## INSTRUCTIONS TO FOLLOW
Each line of the records that holds "hoop" should be shown in full.

## RECORDS FOR PROCESSING
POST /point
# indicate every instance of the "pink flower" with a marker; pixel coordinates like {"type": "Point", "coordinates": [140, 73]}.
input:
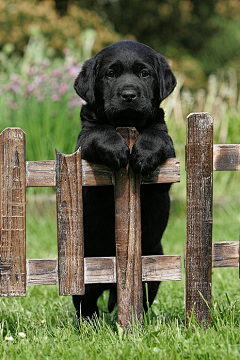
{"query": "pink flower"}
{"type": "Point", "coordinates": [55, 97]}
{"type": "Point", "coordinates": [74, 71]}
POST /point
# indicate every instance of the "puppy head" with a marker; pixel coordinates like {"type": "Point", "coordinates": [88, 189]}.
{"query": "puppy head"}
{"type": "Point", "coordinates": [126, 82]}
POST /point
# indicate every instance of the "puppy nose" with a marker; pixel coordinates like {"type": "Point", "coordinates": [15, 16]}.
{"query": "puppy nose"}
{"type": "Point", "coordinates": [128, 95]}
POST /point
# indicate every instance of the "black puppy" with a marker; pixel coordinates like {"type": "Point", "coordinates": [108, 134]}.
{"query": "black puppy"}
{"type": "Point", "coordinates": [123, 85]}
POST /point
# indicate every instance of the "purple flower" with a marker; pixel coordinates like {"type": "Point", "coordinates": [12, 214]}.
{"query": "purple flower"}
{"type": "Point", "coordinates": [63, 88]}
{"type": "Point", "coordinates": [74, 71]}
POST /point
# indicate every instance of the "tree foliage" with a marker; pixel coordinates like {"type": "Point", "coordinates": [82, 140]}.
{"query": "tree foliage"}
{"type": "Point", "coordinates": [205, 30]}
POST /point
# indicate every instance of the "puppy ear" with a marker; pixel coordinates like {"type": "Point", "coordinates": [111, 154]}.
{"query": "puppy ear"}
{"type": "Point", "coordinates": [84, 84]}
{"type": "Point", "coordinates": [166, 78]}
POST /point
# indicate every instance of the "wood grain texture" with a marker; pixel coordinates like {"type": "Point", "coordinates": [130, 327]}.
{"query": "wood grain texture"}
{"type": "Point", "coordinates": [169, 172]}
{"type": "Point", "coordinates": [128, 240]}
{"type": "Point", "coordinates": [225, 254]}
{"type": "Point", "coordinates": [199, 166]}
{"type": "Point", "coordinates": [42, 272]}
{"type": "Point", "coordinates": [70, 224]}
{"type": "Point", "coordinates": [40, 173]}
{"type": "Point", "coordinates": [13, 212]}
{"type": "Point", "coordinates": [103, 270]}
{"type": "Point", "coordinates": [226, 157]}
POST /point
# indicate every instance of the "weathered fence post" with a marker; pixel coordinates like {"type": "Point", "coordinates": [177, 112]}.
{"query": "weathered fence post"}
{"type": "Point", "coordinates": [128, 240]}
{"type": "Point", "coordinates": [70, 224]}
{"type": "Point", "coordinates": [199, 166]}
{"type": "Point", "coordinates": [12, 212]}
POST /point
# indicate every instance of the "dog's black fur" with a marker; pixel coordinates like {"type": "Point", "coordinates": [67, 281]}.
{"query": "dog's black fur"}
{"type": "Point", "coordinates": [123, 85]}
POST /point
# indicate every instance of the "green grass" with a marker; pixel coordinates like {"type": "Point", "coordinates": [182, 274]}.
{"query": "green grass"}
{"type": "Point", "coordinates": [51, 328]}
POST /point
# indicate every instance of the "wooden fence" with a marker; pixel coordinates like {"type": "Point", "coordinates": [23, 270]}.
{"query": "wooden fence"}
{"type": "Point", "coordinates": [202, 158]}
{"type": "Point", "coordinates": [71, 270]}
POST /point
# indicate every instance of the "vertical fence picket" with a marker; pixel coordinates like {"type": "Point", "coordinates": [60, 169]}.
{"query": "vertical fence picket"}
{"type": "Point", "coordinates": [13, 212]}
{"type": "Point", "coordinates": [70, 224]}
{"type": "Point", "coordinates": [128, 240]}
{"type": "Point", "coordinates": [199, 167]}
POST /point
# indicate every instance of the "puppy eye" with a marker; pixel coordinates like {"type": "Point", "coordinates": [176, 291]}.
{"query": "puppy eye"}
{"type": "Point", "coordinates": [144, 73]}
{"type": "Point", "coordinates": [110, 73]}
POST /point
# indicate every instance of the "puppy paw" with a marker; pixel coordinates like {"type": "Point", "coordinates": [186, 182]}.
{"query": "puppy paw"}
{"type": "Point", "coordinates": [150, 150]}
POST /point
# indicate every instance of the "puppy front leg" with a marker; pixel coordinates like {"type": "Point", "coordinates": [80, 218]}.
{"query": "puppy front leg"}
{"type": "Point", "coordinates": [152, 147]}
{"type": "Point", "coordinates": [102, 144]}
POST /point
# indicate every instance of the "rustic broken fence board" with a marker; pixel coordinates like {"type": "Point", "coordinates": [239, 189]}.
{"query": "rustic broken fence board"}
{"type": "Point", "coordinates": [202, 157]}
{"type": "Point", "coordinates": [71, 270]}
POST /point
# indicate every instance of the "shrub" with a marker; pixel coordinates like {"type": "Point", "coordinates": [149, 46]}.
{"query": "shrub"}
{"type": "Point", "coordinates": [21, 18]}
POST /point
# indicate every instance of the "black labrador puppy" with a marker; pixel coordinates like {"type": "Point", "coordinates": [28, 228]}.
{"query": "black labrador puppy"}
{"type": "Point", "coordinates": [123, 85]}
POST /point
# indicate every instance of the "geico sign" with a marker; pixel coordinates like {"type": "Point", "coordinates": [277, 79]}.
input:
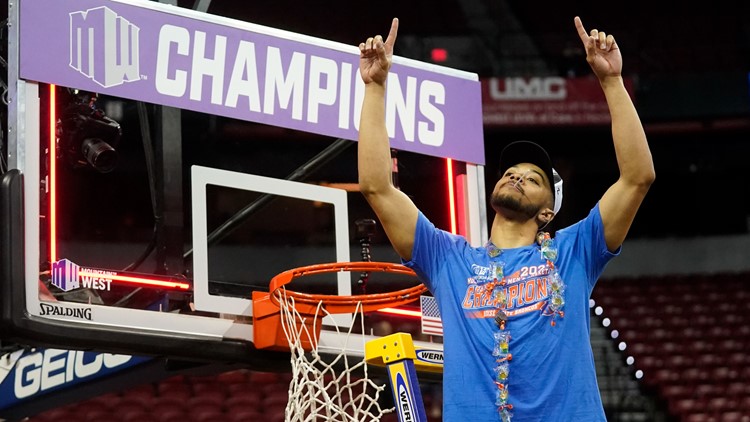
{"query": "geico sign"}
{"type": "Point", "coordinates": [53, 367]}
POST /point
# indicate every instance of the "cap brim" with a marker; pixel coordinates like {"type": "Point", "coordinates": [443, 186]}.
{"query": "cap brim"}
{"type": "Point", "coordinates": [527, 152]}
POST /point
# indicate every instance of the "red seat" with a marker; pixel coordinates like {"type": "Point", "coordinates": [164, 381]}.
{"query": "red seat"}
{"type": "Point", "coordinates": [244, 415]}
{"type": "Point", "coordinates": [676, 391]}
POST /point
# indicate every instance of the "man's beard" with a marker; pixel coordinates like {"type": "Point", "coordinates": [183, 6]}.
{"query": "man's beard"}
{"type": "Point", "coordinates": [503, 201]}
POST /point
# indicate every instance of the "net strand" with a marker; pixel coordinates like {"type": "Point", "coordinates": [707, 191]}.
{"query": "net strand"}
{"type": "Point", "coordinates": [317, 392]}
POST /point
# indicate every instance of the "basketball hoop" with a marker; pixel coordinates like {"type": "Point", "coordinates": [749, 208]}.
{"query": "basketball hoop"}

## WRITTEN ANSWER
# indicate every instance of the "basketball hoop" with a marker; pixel coordinates like {"type": "Point", "coordinates": [749, 208]}.
{"query": "basketball hoop"}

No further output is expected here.